Text provided
=== Begin Enclosure ===

A combined SNP data set with both of the 1500 ASP families and the 2000 unrelated control subjects is analyzed for each replicate. Because methods such as ours are widely used on SNP data, we analyze the SNP data only (9187 SNPs). Due to computational constraints, we only test the mixed model with estimated kinship (below) using a random subset of 50 ASP families and 200 controls. The Matvec package [14] was used in the analysis of combined data sets. The R package [15] and the glmmPQL library was used for generalized linear mixed models with estimated kinship. For the purposes of illustration, we focus on results for Replicate 1. We then present results across all 100 replicates in order to assess power.
In Figure 1 we show the results for both simple logistic regression and mixed-model analysis on chromosomes 6 and 11, respectively. In each case, the phenotype is RA (rheumatoid arthritis) affection status. We used the SNP genotypes only. The former does not explicitly allow for the relatedness between individuals, whereas the latter does. However, we see that for this data both analyses find strong signals in the correct locations. Indeed, the results of the two methods are extremely similar, due to the lack of population structure in the simulated data. Note that analysis of all regions other than chromosomes 6 (Loci C and D), 11 (Locus F), and 18 (Locus E) found no signal (results not shown.) The horizontal line corresponds to a p-value of 1 × 10-4, chosen because an examination of chromosomes with no functional loci rarely contained p-values below this number (see discussion of significance below). The results from models using estimated kinship give the same pattern.
These plots suggest that cryptic relatedness is not a problem for these data. To further examine this, in Figure 2, we look at the cumulative distribution function [cdf] of p-values across all null SNPs (i.e., SNPs on all chromosomes with no functional loci), for Replicate 1. This is similar to the idea in Papanicolaou et al. [16]. Compared to situations in which phenotype and genome-wide genotype are heavily correlated, where the cdf lies above the diagonal (e.g., Zhao et al. [8]), here the p-values are distributed close to the expected way. In fact they lie slightly below the diagonal, indicating under-dispersion. Rather than correcting the under-dispersion of the p-values, the mixed-model seems to exaggerate that tendency.
All replicates show the same pattern for the p-value distributions. Positive correlation between loci (i.e., linkage disequilibrium) can lead to under- or over-dispersion of p-values. We tested this possibility by thinning the data by choosing 1/10 of the SNPs. Now, the SNPs are no longer correlated (more than 95% of r2 values between neighboring SNPs are less than 0.02). The dispersion pattern remains the same. Thus, correlation between loci is not the cause. The apparent tendency of a mixed-model analysis to exaggerate the under-dispersion has, to our knowledge, not been documented previously, and deserves further investigation to discover whether it is a consequence of the particular simulation scheme used for this data. Nonetheless, it is reassuring that signals are found on Loci C, D, E, and F despite this. Indeed, while mixed models are known to help when cryptic relatedness is present, our results indicate that they do not hurt a great deal when it is not.

=== End Enclosure ===

Activity
Extend the passage on mixed-model analysis of the simulated SNP data, continuing directly after its final sentence.

Saved entries:
=== Begin Enclosure ===

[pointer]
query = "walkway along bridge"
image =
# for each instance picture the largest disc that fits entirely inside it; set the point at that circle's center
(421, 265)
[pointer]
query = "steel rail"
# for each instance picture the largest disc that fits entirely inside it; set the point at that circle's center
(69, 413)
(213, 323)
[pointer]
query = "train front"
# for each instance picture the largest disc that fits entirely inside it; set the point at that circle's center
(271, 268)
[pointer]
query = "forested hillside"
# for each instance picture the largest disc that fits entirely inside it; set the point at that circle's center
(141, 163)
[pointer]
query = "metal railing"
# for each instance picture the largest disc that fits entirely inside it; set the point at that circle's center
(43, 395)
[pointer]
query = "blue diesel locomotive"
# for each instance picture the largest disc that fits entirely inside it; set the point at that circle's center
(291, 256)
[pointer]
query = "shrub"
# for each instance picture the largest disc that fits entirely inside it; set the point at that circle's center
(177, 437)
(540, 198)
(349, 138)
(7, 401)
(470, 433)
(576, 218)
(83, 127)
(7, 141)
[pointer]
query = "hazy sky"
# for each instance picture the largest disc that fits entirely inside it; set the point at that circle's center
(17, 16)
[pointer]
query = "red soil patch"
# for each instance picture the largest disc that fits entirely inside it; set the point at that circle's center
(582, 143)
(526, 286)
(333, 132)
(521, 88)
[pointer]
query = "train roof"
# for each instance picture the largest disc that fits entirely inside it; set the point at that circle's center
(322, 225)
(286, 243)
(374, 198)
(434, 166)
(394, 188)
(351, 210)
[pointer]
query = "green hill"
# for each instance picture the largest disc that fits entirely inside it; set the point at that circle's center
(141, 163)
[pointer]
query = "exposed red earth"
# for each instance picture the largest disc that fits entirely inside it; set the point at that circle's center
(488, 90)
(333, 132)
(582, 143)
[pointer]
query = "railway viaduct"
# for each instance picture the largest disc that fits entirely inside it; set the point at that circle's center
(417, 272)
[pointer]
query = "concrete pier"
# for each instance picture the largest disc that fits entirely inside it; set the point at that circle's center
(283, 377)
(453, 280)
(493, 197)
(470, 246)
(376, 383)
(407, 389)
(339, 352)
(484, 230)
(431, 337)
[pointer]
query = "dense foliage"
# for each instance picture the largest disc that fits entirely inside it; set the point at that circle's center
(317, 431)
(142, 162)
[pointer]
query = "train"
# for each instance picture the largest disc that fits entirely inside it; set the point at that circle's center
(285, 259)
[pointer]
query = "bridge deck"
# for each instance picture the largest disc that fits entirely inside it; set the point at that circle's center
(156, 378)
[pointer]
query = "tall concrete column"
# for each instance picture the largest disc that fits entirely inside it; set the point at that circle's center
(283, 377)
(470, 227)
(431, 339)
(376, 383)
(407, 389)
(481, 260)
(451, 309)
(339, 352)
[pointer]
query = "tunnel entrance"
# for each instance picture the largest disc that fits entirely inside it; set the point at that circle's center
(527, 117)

=== End Enclosure ===

The answer
To examine overall power, we analyzed all 100 replicates for the cases discussed above. We find that our method consistently finds the functional Loci C, D, E, and F in these regions. A formal power study would require a less heuristic method of assessing significance than an arbitrary (albeit supported by empirical results) definition of p < 10-4. One scheme is to proceed via a permutation-based test in which replicate data sets are created, their phenotypes permuted, and the distribution of smallest p-value is observed. Computational requirements prohibit the use of such a scheme here. In any case, the use of large numbers of genome-wide SNPs to get the null distribution and then derive an empirical p-value cut-off (10-4 above), is probably sufficient. All 100 replicates have p-value less than 10-4 at the SNP nearest to the functional Loci C, D, E, and F for the mixed-model analysis.
Finally, we assess the accuracy with which kinship is estimated using a pool of genome-wide markers. We find that results are good for the GAW15 simulated data. For kinship values within families that are supposed to be 0.25, estimates vary from 0.2 to 0.35. For values supposed to be 0, estimates vary from 0 to 0.05. Unfortunately, the simulated scheme appears not to have included any ancestry relationships between control individuals, or across case families. In reality, all individuals are related to some degree, although the significance of that relatedness will vary with individuals and with the analysis being performed. While our results show that kinship can be estimated in this study, a more comprehensive exploration of this issue, involving data with a more complex relatedness structure, would be of some interest.